(What the task requires): The entries that follow should be reproduced exactly, with no images carried over.

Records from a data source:
=====
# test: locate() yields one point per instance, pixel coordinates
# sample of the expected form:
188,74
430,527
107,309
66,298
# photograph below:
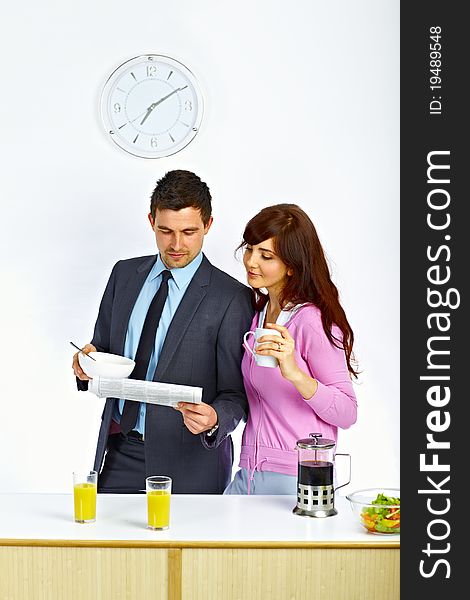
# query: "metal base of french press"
314,513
=====
(Reply to the exercise):
# test: locate() yields one point per instance, pixel coordinates
# sample of the expected form:
188,74
430,527
107,309
66,298
# photograph below:
# query: "metal base of french press"
314,513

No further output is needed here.